───── Textauszug ─────
Kommentar: Ungeahnte Ausmaße

Die Bürgerdemokraten können ihre politische Talfahrt beenden – wenn sie richtig handeln

19. 6. 2013 - Text: Marcus HundtText: Marcus Hundt

Tschechien erlebte in der vergangenen Woche einen einmaligen Vorgang. Zum ersten Mal in der Geschichte des Landes schreckten Polizei und Staatsanwaltschaft selbst in den höchsten Regierungskreisen nicht davor zurück, den Sumpf der Korruption trockenzulegen. Die Ermittler, die angeblich bereits seit mehreren Monaten den kriminellen Machenschaften auf der Spur sind, haben mit der groß angelegten Razzia im Regierungsamt nicht nur den Politikern des Landes ungeahnte Grenzen aufgezeigt. Die derzeitigen Vorgänge geben auch Anlass zur Hoffnung, dass der korrupte Filz aus Politik und Wirtschaft entwirrt werden kann. Nach unzähligen Bestechungsaffären, die den meisten Tschechen jegliches Vertrauen in die Politik genommen haben, kann der aktuelle Fall einen Wendepunkt markieren.
───── Bereitgestellte Einträge ─────
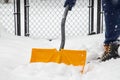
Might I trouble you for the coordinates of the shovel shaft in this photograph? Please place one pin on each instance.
(63, 27)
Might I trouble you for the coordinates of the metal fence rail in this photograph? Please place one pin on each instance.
(42, 18)
(45, 18)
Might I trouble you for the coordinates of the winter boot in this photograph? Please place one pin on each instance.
(111, 51)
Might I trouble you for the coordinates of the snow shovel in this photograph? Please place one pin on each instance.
(69, 57)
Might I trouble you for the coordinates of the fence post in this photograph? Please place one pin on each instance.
(17, 17)
(91, 17)
(98, 16)
(26, 12)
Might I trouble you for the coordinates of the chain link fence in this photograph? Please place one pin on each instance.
(7, 15)
(45, 18)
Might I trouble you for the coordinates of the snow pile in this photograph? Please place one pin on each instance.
(15, 53)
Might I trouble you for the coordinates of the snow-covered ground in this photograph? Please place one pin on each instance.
(15, 53)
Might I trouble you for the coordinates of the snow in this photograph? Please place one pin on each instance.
(15, 53)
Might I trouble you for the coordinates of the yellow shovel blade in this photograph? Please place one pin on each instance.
(74, 57)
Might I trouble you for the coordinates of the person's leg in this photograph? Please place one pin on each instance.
(112, 32)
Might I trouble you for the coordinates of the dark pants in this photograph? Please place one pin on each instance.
(112, 20)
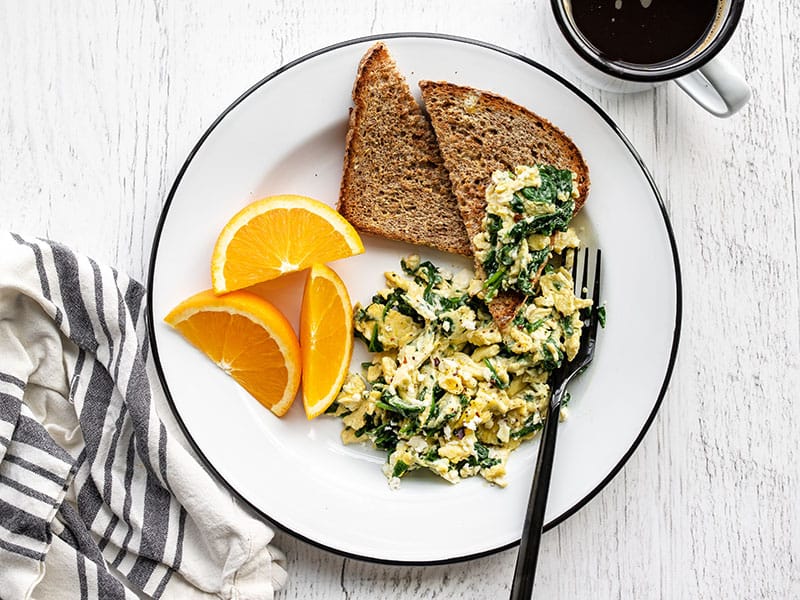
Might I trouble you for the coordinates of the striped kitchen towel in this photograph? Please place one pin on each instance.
(98, 496)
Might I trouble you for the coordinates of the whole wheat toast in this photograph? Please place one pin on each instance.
(394, 183)
(480, 132)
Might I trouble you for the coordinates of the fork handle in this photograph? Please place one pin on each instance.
(525, 571)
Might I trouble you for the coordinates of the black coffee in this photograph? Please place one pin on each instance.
(644, 32)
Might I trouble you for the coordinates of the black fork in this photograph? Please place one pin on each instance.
(525, 570)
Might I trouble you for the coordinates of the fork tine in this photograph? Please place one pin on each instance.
(585, 278)
(594, 316)
(596, 288)
(575, 269)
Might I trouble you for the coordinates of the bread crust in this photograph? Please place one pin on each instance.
(394, 183)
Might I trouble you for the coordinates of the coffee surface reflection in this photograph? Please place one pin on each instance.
(645, 32)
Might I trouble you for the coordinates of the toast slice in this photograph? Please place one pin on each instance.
(394, 183)
(480, 132)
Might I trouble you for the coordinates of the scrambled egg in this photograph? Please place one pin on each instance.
(527, 214)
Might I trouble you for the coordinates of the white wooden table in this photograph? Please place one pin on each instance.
(101, 101)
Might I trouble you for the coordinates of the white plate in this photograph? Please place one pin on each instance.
(286, 135)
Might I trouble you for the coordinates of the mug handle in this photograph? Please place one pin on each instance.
(716, 86)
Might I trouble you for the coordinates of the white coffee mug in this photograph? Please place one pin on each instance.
(710, 80)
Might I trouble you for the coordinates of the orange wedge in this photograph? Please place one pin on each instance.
(326, 338)
(278, 235)
(249, 339)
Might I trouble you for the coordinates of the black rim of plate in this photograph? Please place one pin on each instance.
(678, 287)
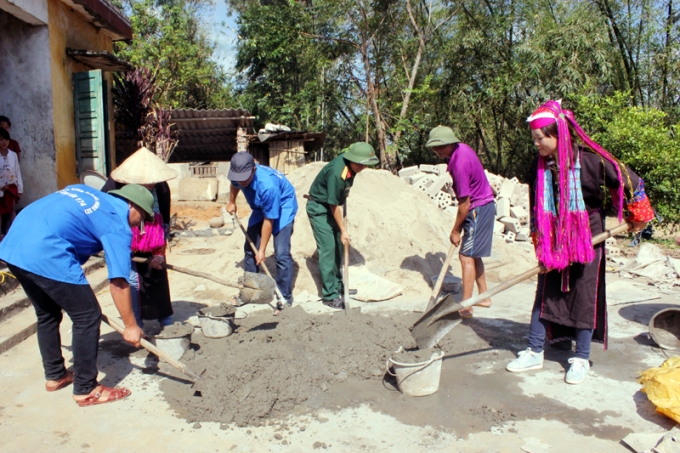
─────
**Aufgabenstellung:**
Übernehmen Sie aus dem Textauszug die Stelle wortgetreu, beginnend bei „19. 6. 2013“ und endend bei „einen Wendepunkt markieren.“. Die Einträge sind eigenständiges Material und gehören nicht zum Textauszug.

**Antwortfeld:**
19. 6. 2013 - Text: Marcus HundtText: Marcus Hundt

Tschechien erlebte in der vergangenen Woche einen einmaligen Vorgang. Zum ersten Mal in der Geschichte des Landes schreckten Polizei und Staatsanwaltschaft selbst in den höchsten Regierungskreisen nicht davor zurück, den Sumpf der Korruption trockenzulegen. Die Ermittler, die angeblich bereits seit mehreren Monaten den kriminellen Machenschaften auf der Spur sind, haben mit der groß angelegten Razzia im Regierungsamt nicht nur den Politikern des Landes ungeahnte Grenzen aufgezeigt. Die derzeitigen Vorgänge geben auch Anlass zur Hoffnung, dass der korrupte Filz aus Politik und Wirtschaft entwirrt werden kann. Nach unzähligen Bestechungsaffären, die den meisten Tschechen jegliches Vertrauen in die Politik genommen haben, kann der aktuelle Fall einen Wendepunkt markieren.